Exercise: Update the lines of the listing from the line that contains "Report the position of each instance of the fallen" through the line that contains "[[114, 117]]", replacing "bush" with "shrub" and leaving everything else unchanged. Reproduce only those lines.

────────────────────

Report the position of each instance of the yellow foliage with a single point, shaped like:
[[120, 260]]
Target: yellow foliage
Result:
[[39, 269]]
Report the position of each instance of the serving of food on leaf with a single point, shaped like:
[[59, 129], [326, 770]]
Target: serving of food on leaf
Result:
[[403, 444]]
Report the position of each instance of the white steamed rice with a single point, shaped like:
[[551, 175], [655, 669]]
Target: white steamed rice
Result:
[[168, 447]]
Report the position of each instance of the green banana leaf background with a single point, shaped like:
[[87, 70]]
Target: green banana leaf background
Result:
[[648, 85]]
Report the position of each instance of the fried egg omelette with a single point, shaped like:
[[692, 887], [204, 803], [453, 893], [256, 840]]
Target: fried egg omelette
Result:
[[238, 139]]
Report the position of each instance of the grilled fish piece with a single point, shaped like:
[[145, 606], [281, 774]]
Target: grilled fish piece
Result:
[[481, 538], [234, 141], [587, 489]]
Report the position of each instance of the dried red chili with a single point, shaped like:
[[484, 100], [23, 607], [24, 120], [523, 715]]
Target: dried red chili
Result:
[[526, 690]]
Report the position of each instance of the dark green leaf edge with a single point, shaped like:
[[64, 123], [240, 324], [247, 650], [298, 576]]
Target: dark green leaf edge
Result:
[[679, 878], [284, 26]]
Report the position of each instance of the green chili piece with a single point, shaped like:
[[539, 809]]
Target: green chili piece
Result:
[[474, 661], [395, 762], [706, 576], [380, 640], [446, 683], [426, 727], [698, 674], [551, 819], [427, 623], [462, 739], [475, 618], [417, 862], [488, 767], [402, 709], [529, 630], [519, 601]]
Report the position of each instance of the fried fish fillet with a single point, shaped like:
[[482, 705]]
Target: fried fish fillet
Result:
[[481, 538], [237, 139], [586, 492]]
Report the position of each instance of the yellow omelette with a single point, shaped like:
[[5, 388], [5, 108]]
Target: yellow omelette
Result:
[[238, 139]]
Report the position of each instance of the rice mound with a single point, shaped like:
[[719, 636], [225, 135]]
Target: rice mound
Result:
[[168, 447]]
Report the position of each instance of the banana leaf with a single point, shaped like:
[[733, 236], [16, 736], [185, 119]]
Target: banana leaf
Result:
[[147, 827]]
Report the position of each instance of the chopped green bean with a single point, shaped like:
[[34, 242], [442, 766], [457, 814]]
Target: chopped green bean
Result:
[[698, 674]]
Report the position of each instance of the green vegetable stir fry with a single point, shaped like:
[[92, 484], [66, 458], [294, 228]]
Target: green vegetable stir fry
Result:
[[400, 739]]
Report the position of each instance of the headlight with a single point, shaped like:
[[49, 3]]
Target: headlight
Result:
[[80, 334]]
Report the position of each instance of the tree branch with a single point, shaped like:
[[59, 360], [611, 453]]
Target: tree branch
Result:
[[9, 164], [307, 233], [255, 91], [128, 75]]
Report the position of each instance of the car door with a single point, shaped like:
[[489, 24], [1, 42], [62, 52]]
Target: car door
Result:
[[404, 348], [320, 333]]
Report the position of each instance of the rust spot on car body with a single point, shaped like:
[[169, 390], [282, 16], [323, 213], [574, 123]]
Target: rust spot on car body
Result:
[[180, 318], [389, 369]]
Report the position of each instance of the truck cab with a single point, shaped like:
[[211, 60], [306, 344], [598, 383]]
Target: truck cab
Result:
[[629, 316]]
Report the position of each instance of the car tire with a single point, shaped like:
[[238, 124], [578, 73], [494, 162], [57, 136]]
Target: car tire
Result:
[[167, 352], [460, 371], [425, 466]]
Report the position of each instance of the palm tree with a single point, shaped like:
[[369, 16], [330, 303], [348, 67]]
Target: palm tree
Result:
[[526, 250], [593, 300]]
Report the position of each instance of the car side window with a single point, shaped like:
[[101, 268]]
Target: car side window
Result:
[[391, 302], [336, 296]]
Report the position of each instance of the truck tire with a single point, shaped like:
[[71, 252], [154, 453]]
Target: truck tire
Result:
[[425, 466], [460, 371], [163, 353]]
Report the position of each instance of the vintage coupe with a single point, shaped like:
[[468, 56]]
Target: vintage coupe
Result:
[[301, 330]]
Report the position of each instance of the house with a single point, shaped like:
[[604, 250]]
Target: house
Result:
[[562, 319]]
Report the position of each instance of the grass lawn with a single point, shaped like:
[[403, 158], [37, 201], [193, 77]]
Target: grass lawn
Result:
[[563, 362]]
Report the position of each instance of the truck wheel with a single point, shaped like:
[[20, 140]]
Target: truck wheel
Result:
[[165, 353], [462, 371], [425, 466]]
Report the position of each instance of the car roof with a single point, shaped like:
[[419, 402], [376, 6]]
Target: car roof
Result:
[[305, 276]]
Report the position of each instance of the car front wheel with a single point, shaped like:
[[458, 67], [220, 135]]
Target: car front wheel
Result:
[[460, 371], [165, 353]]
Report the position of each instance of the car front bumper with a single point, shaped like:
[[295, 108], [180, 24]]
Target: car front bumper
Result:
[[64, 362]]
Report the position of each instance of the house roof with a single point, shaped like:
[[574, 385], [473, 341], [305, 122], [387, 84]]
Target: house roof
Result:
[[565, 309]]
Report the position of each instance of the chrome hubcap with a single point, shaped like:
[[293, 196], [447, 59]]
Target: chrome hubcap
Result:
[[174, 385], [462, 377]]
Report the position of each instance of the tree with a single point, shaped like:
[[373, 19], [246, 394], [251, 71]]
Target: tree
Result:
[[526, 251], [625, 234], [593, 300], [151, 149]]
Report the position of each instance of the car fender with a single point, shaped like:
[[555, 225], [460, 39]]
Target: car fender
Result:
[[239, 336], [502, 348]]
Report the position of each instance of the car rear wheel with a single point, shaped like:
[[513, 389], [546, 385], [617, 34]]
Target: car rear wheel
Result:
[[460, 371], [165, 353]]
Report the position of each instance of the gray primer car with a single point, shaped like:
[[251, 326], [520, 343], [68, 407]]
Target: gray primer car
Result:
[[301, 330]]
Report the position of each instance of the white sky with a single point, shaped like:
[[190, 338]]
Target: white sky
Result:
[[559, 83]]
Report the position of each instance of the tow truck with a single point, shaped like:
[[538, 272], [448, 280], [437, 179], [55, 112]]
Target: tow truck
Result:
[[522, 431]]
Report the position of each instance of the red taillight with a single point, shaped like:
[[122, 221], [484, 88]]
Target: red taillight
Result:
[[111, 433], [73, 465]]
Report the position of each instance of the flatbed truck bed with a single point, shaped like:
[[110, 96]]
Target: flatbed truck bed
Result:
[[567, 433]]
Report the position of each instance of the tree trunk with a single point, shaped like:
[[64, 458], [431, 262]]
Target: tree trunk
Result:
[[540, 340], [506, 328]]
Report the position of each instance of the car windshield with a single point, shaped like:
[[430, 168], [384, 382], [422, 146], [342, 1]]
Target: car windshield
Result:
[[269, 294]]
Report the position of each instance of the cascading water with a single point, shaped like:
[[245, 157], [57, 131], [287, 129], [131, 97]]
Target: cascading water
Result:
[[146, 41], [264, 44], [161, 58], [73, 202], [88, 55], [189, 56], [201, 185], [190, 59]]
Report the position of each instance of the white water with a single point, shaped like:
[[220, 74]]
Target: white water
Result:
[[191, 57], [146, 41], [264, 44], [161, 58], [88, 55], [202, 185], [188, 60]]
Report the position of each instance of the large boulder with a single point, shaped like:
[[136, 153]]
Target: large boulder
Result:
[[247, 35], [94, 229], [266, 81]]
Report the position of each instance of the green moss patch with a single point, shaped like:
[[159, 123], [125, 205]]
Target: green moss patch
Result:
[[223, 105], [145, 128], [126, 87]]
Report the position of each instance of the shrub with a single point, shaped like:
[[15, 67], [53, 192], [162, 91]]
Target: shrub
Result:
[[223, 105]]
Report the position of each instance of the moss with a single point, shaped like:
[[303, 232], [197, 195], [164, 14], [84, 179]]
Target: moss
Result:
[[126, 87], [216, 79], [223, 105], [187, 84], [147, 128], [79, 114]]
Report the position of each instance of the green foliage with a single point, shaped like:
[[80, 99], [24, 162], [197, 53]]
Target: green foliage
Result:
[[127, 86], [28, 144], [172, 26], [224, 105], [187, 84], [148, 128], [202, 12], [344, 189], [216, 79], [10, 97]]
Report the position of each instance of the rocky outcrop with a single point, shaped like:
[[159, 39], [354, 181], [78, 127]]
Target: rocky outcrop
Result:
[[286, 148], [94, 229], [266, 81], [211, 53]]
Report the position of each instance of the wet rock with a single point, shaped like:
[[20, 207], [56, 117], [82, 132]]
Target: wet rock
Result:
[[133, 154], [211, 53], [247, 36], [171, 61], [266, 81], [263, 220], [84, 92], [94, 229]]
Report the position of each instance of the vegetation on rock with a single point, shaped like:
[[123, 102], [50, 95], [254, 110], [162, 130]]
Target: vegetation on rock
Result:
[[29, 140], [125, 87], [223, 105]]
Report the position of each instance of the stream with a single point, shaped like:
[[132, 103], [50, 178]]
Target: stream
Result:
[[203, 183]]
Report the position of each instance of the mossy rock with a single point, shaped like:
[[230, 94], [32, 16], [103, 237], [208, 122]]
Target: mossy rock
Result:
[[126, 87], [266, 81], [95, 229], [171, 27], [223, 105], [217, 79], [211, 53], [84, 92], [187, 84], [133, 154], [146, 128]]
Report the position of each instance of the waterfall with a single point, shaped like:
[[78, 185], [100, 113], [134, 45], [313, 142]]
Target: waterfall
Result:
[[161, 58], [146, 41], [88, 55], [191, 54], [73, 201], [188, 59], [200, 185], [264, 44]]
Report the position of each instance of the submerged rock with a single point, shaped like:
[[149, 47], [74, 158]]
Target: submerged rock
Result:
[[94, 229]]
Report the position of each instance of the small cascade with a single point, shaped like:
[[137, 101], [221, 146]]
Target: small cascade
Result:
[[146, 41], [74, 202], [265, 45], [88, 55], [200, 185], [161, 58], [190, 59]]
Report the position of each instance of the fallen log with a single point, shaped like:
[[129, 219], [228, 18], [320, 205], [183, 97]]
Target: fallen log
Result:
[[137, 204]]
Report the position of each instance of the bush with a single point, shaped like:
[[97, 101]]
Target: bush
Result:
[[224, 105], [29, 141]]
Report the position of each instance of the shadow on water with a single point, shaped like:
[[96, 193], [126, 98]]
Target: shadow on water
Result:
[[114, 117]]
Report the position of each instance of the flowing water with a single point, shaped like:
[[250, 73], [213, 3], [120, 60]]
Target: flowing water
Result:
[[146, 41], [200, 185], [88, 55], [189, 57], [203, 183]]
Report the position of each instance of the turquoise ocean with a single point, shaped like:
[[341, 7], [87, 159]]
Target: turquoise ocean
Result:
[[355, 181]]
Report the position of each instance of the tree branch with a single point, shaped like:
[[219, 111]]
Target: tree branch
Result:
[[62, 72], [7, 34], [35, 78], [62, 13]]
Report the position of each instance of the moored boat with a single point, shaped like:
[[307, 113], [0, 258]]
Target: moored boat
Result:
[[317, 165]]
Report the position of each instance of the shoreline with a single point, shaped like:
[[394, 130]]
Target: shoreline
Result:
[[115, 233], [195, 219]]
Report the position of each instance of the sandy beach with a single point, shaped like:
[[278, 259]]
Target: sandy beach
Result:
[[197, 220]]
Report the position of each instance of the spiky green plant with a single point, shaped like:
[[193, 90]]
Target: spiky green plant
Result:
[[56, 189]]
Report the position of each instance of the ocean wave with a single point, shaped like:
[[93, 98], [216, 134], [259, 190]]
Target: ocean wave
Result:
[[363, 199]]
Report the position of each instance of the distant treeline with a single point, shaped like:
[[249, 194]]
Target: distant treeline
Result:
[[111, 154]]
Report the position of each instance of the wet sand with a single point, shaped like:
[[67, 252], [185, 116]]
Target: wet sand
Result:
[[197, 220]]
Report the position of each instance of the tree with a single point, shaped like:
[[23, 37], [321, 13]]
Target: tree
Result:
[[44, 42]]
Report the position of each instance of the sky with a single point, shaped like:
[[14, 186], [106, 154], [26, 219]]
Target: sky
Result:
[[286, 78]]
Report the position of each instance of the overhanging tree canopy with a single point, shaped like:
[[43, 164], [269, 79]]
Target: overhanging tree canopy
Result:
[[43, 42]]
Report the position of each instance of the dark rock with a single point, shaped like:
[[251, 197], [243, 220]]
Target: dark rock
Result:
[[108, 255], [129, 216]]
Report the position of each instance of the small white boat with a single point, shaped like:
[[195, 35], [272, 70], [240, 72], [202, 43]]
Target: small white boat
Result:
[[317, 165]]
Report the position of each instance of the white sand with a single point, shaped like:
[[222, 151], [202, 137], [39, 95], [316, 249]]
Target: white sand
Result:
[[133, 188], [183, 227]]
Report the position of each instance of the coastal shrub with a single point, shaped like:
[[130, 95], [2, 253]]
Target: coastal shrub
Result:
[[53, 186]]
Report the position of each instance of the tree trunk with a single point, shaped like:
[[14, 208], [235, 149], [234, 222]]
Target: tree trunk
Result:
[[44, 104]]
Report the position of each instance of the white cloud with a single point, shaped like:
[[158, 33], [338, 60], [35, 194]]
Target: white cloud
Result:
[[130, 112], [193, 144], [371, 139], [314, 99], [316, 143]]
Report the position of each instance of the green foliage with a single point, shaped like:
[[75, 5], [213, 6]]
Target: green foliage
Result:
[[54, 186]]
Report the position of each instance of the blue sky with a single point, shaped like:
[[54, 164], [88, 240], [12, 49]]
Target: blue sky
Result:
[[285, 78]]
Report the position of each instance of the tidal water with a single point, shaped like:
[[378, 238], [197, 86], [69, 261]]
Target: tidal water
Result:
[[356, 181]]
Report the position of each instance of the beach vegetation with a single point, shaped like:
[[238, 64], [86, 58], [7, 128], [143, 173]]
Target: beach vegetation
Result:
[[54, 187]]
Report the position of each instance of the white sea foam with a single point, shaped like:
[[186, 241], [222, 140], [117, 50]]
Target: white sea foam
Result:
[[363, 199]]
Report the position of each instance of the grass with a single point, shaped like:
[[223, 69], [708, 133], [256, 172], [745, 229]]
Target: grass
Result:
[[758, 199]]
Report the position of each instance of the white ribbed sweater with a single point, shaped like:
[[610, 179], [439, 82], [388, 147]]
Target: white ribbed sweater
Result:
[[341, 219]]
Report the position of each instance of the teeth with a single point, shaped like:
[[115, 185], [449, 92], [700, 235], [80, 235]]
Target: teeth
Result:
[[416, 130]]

────────────────────

Written response:
Report the position of each instance of the fallen log with a single point, shaped like:
[[129, 219], [228, 18], [320, 205], [183, 97]]
Target: fallen log
Result:
[[137, 204]]
Report the position of each instance of the shrub with a single point, shaped like:
[[97, 101]]
Target: shrub
Result:
[[224, 105], [29, 141]]
Report the position of each instance of the shadow on water with a single point, shaped like:
[[96, 193], [126, 98]]
Target: shadow on water
Result:
[[114, 117]]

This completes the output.